**Written exercise:**
Please reproduce every one of the records below word for word, keeping each line as it stands.

**Input rows:**
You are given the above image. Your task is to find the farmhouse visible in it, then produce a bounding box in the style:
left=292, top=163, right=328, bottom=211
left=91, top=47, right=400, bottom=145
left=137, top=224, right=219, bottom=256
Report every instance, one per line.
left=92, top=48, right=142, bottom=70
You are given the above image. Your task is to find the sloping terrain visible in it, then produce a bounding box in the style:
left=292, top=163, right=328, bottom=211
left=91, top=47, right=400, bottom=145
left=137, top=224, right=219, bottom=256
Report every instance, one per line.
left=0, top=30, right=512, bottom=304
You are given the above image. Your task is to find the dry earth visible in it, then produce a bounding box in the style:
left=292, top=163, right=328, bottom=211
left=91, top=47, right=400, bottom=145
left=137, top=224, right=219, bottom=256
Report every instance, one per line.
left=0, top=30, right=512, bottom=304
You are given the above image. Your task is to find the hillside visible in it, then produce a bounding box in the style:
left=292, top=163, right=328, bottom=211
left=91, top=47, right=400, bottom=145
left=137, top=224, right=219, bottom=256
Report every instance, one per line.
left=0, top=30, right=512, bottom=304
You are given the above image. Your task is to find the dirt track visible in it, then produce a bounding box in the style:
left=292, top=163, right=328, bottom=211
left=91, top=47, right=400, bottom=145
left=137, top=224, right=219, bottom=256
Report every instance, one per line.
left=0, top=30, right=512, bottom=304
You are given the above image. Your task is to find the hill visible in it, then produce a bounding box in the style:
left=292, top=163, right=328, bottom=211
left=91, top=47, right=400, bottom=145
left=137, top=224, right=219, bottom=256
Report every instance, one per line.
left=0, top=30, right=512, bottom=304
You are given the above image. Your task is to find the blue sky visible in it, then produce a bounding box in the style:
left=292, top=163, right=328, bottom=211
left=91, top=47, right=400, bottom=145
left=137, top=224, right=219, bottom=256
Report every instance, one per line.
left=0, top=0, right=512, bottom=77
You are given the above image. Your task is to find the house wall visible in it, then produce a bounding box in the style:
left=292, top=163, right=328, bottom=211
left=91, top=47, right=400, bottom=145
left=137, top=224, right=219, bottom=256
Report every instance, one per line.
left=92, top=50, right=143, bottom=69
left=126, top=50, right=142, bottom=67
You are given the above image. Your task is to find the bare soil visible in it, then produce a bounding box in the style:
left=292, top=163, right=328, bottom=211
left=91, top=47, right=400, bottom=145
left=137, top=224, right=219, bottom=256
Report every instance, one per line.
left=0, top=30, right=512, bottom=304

**Problem solution:**
You are given the above image. Your task is to find the farmhouse visible in it, then produce a bounding box in the style:
left=292, top=163, right=328, bottom=211
left=91, top=47, right=400, bottom=145
left=137, top=224, right=219, bottom=256
Report every instance, one per line.
left=92, top=48, right=142, bottom=70
You are given the above image. Your task is to find the sloping terrain visible in it, then produce a bounding box in the style:
left=292, top=163, right=328, bottom=211
left=91, top=47, right=400, bottom=145
left=137, top=224, right=219, bottom=256
Report every instance, one per line.
left=0, top=30, right=512, bottom=304
You are given the above image. Your task is to find the dry earth visible in it, then produce a bounding box in the style:
left=292, top=163, right=328, bottom=211
left=91, top=47, right=400, bottom=145
left=137, top=224, right=219, bottom=256
Report every instance, one per line.
left=0, top=30, right=512, bottom=304
You are given the above image. Your task is to find the hillside visible in it, then produce a bounding box in the style:
left=292, top=163, right=328, bottom=211
left=91, top=47, right=400, bottom=145
left=137, top=224, right=219, bottom=256
Report every instance, one per line.
left=0, top=30, right=512, bottom=304
You are given the above image. Your task is to find the dirt track visible in it, then produce a bounding box in the style:
left=292, top=163, right=328, bottom=211
left=91, top=47, right=400, bottom=145
left=137, top=224, right=219, bottom=256
Report every instance, one per line.
left=0, top=30, right=512, bottom=304
You are given the above image. Your task is to find the hill visible in it, then produce a bounding box in the style:
left=292, top=163, right=328, bottom=211
left=91, top=47, right=400, bottom=145
left=137, top=224, right=219, bottom=256
Report every instance, one per line.
left=0, top=30, right=512, bottom=304
You are given the above image. Your task is to find the blue sky visible in it, then produce a bounding box in the style:
left=292, top=163, right=328, bottom=211
left=91, top=47, right=400, bottom=145
left=137, top=224, right=219, bottom=256
Report every instance, one per line.
left=0, top=0, right=512, bottom=77
You are given the above image. Your task is to find the house wall visible in it, then produce a bounding box in the style:
left=292, top=163, right=328, bottom=211
left=91, top=47, right=400, bottom=145
left=137, top=224, right=219, bottom=256
Report every instance, one per line.
left=92, top=50, right=143, bottom=69
left=126, top=50, right=142, bottom=67
You are given the above image. Your task is to find the bare soil visible in it, then produce a bounding box in the style:
left=292, top=163, right=328, bottom=211
left=91, top=47, right=400, bottom=145
left=137, top=224, right=219, bottom=256
Report every instance, one per line.
left=0, top=30, right=512, bottom=304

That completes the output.